**TEXT EXTRACT:**
════
What is Inflation Targeting?
- Inflation targeting is a central banking policy that revolves around adjusting monetary policy to achieve a specified annual rate of inflation.
- The inflation target is defined as a medium-term average rather than as a rate (or band of rates) that must be always held.
- The principle of inflation targeting is based on the belief that long-term economic growth is best achieved by maintaining price stability, and price stability is achieved by controlling inflation.
- Inflation targeting primarily focuses on maintaining price stability but is also believed by its proponents to support economic growth and stability.
- Inflation targeting can be contrasted to other possible policy goals of central banking, including the targeting of exchange rates, unemployment, or national income.
India’s Inflation Targeting
- In 2016, the Reserve Bank of India Act, 1934, was amended to provide a statutory basis for the implementation of a flexible inflation-targeting framework, where the Centre and the RBI would review and agree upon a specific inflation target every five years.
- Under this, 4% was set as the Consumer Price Index (CPI) inflation target for the period from August 5, 2016, to March 31, 2021, with the upper tolerance limit of 6% and the lower tolerance limit of 2%.
- MPC being accountable for failure to establish and achieve the nominal anchor. The failure defined as the inability to achieve the target of 4 percent (+/- 2 per cent) for 3 successive quarters. Such failure requires MPC to issue a public statement
- To the extent that ensuring price stability is its primary goal, the RBI through its MPC must constantly assess not just current levels of inflation and prices of various goods and services in the economy, but also take into consideration inflation expectations both of consumers and financial markets so as to use an array of monetary tools, including interest rates, to contain inflation within its target range.
How does inflation targeting work?
- The central bank forecasts the future path of inflation and compares it with the target inflation rate (the rate the government believes is appropriate for the economy).
- The difference between the forecast and the target determines how much monetary policy must be adjusted.
- Some countries have chosen inflation targets with symmetrical ranges around a midpoint, while others have identified only a target rate or an upper limit to inflation. Most countries have set their inflation targets in the low single digits.
Cons of Inflation Targeting
- A major advantage of inflation targeting is that it combines elements of both “rules” and “discretion” in monetary policy. This “constrained discretion” framework combines two distinct elements: a precise numerical target for inflation in the medium term and a response to economic shocks in the short term.
- Some analysts believe that a focus on inflation targeting for price stability creates an atmosphere in which unsustainable speculative bubbles and other distortions in the economy, such as that which produced the 2008 financial crisis, can thrive unchecked (at least until the inflation trickles down from asset prices into retail consumer prices).
- Some believe that it encourages inadequate responses to terms-of-trade shocks or supply shocks.
- Critics argue that exchange rate targeting or nominal GDP targeting would create more economic stability.
════
**SUPPLIED RECORDS:**

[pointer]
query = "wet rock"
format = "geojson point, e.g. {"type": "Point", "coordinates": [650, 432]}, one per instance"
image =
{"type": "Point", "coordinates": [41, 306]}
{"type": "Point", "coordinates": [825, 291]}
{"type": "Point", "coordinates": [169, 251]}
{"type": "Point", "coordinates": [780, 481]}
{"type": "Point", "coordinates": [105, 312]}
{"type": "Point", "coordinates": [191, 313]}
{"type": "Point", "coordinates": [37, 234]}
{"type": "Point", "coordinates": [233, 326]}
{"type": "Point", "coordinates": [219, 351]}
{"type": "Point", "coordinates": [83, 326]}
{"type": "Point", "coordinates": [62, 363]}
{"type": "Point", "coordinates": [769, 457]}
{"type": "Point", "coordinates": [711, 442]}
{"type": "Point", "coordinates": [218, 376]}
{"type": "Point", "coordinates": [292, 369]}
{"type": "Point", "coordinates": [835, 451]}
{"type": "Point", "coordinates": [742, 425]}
════
**WHAT THE TASK ASKS:** In the text on inflation targeting, what upper and lower tolerance limits were set around India's 4% CPI inflation target?

**PROBLEM SOLUTION:** The upper tolerance limit was 6% and the lower tolerance limit was 2%.